- ПОСТАВЛЕННАЯ ЗАДАЧА 1:
Согласуются ли с фрагментом о ЕГЭ три утверждения? (а) Автор всегда поддерживала ЕГЭ. (б) Автор одновременно мама выпускницы и учитель выпускников. (в) Родители старшеклассников часто повторяют мантру о вреде ЕГЭ. На каждое ответьте «да» или «нет» и дословно приведите решающие слова фрагмента.
- ПОСТАВЛЕННАЯ ЗАДАЧА 2:
По фрагменту о ЕГЭ объясните в одном–трех предложениях, почему автор смотрит на ситуацию «с двух колоколен».
- ПОСТАВЛЕННАЯ ЗАДАЧА 3:
Перепишите из фрагмента о ЕГЭ часть, которая начинается словами "Почему-то весь этот" и заканчивается словами "жди, куда примут.", поменяв "телевизор" на "сериалы".

- ФРАГМЕНТ ИСТОЧНИКА:
Я поддерживаю ЕГЭ и готова объяснить почему

Спросите прохожих: почему вымерли динозавры? Каждый, не задумываясь, даст вам свой ответ. Исключением будет палеонтолог — он поднимет взор к потолку и начнет мямлить: «Ну, знаете, разные версии существуют…»

Точно так же на звуковой сигнал «ЕГЭ» значительная часть россиян рефлекторно откликнется устойчивой ассоциацией: «дебилизация общества». Вся страна, как один человек, вместе со спикером Совфеда Сергеем Мироновым заворожено повторяет такую мантру: «Вопрос о ЕГЭ стал общеполитическим, поскольку на карту поставлено будущее нашей страны, вопрос о том, кто будет заниматься инновациями и развитием социальных и экономических задач, поставленных и в Послании президента РФ. Данные статистики по ЕГЭ очень печальные. Дети просто тупеют».

Почему-то весь этот дискурс напоминает мне бабушку героини из фильма «Курьер», которая уверяла, что прекрасно знает современную молодежь, потому что регулярно смотрит телевизор. Мне кажется, что люди, которые с высоких трибун вещают об ужасах, связанных с ЕГЭ, узнают об этих ужасах именно из телепередач, где другие люди с высоких трибун вещают о том же самом. Потому что мантру эту практически нельзя услышать как раз от большой группы граждан, в которую входят родители старшеклассников и сами старшеклассники. Они как-то все чаще молчат, а если и обсуждают между собой эту проблему, то ограничиваются больше техническими вопросами, например, сколько дней ждать результатов. А иной раз, презрев общественное мнение, они тихим шепотом говорят друг другу: а все-таки хорошо — разослал сертификаты в разные университеты, и дело с концом — сиди и жди, куда примут.

Что касается меня, то еще совсем недавно я не сомневалась. Я ненавидела ЕГЭ и всех, кто его выдумал. Я планировала акции протеста. Лучшим способом «погладить меня по шерстке» было всласть поругать вместе со мной эту пагубную инициативу. И вот за какой-то жалкий учебный год в моем сознании произошла настоящая революция. Я поддерживаю ЕГЭ и готова объяснить почему.

Я одновременно являюсь мамой выпускницы и учителем выпускников. Поэтому смотрю на ситуацию, если можно так выразиться, с двух колоколен. Вот этот стереоскопический вид, открывающийся моему внутреннему взору, я и позволю себе описать.

- ИСХОДНЫЕ ДАННЫЕ:
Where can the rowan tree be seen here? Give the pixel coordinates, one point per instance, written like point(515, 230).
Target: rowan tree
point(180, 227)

- РЕШЕНИЕ ЗАДАЧИ 1:
(а) Нет: «Я ненавидела ЕГЭ и всех, кто его выдумал».
(б) Да: «Я одновременно являюсь мамой выпускницы и учителем выпускников».
(в) Нет: «мантру эту практически нельзя услышать как раз от большой группы граждан, в которую входят родители старшеклассников и сами старшеклассники».

- РЕШЕНИЕ ЗАДАЧИ 2:
Автор одновременно мама выпускницы и учитель выпускников. Поэтому она видит ситуацию с ЕГЭ с двух сторон.

- РЕШЕНИЕ ЗАДАЧИ 3:
Почему-то весь этот дискурс напоминает мне бабушку героини из фильма «Курьер», которая уверяла, что прекрасно знает современную молодежь, потому что регулярно смотрит сериалы. Мне кажется, что люди, которые с высоких трибун вещают об ужасах, связанных с ЕГЭ, узнают об этих ужасах именно из телепередач, где другие люди с высоких трибун вещают о том же самом. Потому что мантру эту практически нельзя услышать как раз от большой группы граждан, в которую входят родители старшеклассников и сами старшеклассники. Они как-то все чаще молчат, а если и обсуждают между собой эту проблему, то ограничиваются больше техническими вопросами, например, сколько дней ждать результатов. А иной раз, презрев общественное мнение, они тихим шепотом говорят друг другу: а все-таки хорошо — разослал сертификаты в разные университеты, и дело с концом — сиди и жди, куда примут.